*Problem to solve*
Answer these questions using the text about three early-morning and hospital embraces.
(a) What had been left on the bedside table when the boy got into bed?
(b) How did the golden-haired girl get up to the room after her nightmare?
(c) What did the grandmother tell the narrator about, instead of her pain?

*Source text*
........

This morning my boy drew himself into bed, exhausted after his share of caring for the twins in the night and with hot coffee on the bedside table for me to awake and to take over care. He held me close in his hot arms and spoke softly in his low, deep tones to me about love, our love, in the terms of kindness that are habitual for us. The safety, the intimacy and the feeling of the pieces being put together. This is it, for always, all at once familiar and new, exciting and reliable, home and adventure. For all the scars we carry are held as jewels which led us to this very moment, every moment.
On a morning last week my first-born, my golden haired girl, crawled into that same bed, afraid and frantic from a nightmare, having quietly scaled the stairs up to our room in the dark. I brought her close to me and whispered words of comfort to her, intertwined with threats to the spectres of the dark, from the burning ferocity of maternal love. As she melted into safety, into my concerned but tired embrace, we fell asleep in the dark, my heart held in my arms and swept over by the honeyed sensation of knowing she is safe.
Twenty-four years ago, sitting with my arms around my grandmother as she wept, having fallen in the hospital toilet in what turned out to be her last months, promoted from 12-year-old to the first familiar face of comfort in a moment of fearful realisation. She told me not of her pain but of her shame. The love and protection she always had given me became a well to draw upon to quench this sudden, terrifying need for reassurance. I held her close and spoke words of love which I hoped were enough.

........

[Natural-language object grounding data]
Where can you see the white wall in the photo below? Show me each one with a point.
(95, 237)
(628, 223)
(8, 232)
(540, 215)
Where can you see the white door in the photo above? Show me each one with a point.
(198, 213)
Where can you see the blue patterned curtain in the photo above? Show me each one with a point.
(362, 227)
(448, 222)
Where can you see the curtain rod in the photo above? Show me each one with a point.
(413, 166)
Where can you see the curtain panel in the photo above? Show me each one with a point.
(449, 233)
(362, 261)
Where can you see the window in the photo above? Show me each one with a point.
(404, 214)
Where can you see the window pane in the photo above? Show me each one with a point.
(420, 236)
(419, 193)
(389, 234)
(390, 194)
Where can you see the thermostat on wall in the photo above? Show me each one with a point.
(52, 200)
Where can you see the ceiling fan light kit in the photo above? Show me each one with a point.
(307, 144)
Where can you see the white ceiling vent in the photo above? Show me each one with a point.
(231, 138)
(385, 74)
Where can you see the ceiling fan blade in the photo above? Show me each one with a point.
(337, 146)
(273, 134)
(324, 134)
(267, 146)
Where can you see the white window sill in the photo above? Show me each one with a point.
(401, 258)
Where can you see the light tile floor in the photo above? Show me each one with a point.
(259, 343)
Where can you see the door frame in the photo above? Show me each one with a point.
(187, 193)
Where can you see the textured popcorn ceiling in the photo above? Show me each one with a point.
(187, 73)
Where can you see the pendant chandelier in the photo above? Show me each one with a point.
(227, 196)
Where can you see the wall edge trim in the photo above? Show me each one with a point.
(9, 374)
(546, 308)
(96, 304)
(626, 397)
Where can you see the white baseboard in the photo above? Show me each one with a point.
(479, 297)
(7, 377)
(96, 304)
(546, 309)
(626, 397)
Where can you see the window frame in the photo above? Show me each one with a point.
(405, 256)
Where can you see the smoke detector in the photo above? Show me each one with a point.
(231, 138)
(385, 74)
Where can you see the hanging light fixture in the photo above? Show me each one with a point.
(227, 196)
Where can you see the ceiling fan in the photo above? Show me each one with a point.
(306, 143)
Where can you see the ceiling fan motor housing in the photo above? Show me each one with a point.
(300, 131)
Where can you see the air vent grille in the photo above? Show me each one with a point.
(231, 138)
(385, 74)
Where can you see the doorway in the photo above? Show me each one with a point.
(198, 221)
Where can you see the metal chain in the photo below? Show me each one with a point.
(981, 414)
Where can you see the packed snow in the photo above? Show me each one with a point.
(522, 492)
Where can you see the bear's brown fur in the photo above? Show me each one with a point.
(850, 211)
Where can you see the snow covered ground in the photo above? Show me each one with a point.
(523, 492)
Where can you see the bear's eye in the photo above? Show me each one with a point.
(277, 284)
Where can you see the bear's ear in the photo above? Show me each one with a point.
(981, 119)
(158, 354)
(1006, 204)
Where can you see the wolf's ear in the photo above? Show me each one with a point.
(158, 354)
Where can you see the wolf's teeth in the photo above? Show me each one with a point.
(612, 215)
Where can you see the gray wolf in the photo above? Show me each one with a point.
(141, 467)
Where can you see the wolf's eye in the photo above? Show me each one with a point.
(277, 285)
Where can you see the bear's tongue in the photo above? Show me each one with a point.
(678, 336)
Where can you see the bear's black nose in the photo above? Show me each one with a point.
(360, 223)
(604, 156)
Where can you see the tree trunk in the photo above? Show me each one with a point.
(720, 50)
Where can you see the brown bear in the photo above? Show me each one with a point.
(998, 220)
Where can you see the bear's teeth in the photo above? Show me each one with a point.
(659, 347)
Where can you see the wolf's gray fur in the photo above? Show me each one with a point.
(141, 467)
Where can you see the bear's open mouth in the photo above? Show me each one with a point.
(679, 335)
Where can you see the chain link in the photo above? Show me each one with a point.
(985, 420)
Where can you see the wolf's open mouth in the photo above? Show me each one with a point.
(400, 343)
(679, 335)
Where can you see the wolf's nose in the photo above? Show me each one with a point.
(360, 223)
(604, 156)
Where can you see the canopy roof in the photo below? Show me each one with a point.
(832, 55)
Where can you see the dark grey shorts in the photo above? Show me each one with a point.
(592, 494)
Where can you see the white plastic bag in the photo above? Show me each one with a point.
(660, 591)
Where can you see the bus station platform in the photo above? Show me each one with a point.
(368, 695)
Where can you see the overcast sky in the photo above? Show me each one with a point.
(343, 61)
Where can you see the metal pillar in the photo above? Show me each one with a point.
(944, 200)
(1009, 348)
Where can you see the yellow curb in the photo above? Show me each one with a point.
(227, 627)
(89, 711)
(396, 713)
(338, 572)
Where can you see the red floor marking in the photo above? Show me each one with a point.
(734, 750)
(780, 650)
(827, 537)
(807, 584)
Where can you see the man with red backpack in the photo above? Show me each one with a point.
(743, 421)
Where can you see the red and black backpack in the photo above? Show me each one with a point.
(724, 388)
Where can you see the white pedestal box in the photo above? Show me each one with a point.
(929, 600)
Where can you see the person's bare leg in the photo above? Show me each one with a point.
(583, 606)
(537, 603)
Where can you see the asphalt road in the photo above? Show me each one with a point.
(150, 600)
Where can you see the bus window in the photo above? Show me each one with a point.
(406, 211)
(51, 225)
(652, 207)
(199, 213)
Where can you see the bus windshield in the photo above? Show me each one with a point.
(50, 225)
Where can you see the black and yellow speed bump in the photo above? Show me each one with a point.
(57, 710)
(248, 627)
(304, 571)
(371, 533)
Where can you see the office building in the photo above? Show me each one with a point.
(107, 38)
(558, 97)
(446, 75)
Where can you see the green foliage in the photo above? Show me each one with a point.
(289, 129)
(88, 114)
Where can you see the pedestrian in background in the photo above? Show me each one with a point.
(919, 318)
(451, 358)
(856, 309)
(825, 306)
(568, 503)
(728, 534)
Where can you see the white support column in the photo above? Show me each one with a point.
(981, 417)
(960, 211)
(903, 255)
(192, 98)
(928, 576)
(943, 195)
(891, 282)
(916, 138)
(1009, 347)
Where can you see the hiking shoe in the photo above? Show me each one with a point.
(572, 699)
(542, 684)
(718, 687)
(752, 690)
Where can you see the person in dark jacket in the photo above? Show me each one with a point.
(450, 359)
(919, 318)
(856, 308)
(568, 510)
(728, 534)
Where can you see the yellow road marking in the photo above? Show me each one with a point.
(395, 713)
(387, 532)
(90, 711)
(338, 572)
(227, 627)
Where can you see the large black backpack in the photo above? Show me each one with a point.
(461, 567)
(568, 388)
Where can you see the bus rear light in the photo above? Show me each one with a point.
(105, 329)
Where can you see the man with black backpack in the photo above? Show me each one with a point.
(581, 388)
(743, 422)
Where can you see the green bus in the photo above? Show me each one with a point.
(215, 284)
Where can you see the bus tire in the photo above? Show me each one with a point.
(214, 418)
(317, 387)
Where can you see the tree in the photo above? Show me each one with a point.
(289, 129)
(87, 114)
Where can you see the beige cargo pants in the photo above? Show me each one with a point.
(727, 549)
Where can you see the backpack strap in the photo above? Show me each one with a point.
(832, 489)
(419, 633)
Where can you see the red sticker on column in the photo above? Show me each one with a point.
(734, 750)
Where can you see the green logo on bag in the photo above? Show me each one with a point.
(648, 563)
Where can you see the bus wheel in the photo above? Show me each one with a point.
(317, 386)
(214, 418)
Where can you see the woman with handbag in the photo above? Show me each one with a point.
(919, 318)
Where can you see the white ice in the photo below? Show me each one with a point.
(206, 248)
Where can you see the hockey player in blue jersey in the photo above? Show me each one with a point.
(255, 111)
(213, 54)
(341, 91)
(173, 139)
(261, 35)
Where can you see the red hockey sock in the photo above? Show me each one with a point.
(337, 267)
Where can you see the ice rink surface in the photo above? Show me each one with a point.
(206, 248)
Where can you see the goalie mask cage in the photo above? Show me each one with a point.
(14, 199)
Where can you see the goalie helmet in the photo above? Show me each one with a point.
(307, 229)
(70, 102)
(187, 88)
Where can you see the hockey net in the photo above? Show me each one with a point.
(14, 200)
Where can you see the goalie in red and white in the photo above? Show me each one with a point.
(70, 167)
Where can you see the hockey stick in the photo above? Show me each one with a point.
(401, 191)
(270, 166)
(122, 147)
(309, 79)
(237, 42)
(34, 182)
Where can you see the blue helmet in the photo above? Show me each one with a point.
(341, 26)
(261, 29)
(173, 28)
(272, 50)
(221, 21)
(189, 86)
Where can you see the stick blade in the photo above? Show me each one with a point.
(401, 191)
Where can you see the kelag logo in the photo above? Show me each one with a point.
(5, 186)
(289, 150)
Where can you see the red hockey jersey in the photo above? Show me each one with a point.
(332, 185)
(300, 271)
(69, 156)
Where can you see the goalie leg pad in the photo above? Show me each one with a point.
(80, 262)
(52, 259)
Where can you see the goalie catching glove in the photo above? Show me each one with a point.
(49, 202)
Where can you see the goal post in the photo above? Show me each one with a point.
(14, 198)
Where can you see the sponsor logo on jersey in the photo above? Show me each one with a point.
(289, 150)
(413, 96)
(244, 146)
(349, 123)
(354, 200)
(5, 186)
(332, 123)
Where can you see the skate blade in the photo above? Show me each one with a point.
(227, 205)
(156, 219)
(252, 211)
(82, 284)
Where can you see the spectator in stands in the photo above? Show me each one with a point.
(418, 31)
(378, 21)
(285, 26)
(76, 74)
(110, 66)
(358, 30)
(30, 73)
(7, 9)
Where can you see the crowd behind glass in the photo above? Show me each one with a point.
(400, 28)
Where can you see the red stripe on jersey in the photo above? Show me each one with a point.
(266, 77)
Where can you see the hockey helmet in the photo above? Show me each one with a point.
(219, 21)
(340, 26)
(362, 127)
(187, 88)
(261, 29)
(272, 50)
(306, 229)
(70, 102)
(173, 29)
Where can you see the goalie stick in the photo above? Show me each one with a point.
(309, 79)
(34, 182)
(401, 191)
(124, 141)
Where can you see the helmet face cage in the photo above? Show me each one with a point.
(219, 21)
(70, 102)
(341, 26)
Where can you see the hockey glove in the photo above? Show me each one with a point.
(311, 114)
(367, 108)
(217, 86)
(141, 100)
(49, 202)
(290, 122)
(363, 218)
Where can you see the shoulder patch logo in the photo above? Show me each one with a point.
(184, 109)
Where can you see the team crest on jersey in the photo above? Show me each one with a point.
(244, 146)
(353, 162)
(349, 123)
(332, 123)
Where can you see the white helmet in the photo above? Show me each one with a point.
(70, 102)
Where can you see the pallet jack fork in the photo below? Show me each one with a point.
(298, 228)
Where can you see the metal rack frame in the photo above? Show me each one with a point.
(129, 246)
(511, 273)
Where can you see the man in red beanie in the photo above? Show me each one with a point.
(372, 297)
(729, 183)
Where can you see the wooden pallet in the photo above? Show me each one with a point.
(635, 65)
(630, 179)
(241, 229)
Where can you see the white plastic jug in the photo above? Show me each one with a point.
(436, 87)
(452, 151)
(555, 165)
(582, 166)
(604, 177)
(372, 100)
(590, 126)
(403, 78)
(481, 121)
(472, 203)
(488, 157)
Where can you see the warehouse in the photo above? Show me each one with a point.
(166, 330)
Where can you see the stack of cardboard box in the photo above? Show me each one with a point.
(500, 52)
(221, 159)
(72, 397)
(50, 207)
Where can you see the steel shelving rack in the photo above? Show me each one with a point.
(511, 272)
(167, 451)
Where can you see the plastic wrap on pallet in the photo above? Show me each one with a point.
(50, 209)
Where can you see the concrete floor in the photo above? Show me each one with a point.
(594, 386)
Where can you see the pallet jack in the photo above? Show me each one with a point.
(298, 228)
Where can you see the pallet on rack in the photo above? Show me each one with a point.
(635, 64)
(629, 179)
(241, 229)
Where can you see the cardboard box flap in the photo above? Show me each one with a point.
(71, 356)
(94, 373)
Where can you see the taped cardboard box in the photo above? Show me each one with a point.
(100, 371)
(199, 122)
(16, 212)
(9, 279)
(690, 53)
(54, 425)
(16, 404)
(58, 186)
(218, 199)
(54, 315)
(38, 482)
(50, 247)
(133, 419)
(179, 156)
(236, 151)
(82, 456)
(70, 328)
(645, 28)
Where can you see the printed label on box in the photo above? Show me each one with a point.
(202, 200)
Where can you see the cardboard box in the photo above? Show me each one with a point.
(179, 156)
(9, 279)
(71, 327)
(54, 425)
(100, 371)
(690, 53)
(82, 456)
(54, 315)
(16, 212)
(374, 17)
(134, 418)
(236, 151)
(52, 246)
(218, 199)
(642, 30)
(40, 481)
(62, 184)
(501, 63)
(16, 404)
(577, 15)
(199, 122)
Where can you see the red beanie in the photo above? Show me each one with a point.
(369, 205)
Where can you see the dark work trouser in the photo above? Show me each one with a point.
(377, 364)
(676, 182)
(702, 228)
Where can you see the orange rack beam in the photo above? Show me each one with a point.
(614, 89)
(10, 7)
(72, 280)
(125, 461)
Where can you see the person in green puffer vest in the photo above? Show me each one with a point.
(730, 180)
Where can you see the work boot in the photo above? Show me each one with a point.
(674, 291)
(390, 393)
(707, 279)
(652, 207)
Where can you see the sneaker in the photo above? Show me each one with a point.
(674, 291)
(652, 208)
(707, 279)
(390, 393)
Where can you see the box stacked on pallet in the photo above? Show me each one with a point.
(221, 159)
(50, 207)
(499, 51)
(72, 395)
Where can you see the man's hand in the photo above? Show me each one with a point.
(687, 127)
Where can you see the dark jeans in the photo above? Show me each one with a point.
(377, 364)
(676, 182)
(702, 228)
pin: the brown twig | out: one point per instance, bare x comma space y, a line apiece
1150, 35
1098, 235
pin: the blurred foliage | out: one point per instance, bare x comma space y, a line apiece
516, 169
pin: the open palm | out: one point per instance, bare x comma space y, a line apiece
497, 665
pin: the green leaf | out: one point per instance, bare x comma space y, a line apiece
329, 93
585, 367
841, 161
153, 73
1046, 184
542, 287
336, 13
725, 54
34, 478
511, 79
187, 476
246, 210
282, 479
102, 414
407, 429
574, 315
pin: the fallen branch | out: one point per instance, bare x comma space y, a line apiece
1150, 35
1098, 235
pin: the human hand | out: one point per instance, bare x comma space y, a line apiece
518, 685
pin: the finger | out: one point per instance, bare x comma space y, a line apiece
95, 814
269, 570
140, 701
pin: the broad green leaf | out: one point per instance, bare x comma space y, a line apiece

........

*Solution below*
(a) Hot coffee.
(b) She quietly climbed the stairs in the dark.
(c) Her shame.